**To do**
Only the number should be given: how many lines below contain "blonde".

**Records for this task**
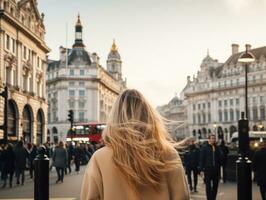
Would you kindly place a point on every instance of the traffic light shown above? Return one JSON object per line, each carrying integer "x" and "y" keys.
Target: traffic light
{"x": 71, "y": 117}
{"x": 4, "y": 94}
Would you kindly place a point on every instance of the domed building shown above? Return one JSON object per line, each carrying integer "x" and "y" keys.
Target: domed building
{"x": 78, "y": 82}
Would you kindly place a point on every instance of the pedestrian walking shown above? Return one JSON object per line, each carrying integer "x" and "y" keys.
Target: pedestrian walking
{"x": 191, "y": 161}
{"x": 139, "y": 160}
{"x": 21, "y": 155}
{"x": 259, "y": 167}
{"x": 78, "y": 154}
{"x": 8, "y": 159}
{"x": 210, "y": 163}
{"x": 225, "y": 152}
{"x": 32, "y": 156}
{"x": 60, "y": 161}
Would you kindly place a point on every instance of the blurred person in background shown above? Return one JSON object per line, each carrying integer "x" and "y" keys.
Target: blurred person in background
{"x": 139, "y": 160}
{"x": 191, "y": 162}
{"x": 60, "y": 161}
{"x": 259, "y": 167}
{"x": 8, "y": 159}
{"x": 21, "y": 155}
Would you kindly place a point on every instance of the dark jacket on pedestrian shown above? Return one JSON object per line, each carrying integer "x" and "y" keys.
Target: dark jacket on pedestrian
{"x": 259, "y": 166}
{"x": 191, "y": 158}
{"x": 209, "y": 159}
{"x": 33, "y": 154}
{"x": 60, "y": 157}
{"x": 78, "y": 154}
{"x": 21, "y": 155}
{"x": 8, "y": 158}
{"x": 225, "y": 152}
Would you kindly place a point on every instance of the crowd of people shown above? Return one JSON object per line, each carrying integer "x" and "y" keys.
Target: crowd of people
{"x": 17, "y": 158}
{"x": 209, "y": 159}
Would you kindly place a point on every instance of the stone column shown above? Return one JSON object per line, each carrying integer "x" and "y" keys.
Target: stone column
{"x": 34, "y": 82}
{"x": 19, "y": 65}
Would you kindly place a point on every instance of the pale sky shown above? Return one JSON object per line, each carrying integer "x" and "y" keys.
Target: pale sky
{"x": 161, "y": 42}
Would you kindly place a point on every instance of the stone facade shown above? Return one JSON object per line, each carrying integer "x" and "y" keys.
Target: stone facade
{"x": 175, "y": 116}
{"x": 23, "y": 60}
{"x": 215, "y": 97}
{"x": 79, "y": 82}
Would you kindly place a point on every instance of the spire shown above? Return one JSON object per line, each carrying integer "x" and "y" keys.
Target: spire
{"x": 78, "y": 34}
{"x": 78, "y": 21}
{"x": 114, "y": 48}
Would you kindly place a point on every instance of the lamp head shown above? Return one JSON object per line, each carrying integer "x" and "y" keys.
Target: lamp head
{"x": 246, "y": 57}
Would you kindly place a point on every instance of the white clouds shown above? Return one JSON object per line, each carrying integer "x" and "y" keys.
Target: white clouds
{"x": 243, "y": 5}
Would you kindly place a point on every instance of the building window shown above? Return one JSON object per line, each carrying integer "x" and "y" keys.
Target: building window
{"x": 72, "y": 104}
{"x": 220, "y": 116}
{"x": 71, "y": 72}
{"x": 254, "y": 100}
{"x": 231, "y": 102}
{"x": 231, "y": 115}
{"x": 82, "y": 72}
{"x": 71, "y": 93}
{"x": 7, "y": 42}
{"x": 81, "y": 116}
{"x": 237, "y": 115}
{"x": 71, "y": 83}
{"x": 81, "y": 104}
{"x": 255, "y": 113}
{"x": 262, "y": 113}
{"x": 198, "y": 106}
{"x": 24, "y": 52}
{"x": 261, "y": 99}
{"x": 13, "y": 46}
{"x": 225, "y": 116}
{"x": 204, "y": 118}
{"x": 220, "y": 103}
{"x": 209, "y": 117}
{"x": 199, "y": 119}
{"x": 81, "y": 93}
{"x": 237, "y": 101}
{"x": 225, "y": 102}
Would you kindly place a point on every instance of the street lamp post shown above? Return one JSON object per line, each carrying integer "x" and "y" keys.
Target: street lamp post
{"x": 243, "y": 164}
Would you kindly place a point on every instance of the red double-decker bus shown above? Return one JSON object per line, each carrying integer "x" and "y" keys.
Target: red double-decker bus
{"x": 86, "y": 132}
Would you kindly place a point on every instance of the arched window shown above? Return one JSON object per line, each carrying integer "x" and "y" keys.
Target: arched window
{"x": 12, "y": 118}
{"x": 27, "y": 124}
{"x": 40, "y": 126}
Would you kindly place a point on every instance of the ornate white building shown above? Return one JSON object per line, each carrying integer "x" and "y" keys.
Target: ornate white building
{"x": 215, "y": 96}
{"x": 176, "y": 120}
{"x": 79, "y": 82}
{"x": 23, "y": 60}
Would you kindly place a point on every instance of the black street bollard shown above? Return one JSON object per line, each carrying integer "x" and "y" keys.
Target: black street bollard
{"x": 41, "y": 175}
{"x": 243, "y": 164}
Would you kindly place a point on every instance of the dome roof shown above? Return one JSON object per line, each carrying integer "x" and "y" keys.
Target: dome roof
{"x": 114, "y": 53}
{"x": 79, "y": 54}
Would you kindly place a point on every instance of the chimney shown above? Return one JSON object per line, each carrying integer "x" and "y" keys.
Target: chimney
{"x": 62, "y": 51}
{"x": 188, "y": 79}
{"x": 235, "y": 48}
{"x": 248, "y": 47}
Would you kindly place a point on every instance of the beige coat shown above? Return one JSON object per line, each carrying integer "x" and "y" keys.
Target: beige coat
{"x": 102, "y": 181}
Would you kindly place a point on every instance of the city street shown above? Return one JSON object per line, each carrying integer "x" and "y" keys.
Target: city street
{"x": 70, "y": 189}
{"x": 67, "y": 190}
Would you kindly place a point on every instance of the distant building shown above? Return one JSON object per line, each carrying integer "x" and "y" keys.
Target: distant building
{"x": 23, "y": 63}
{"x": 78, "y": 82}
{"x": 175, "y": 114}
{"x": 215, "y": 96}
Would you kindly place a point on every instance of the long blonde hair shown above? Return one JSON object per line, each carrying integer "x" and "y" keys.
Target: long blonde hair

**Solved exercise**
2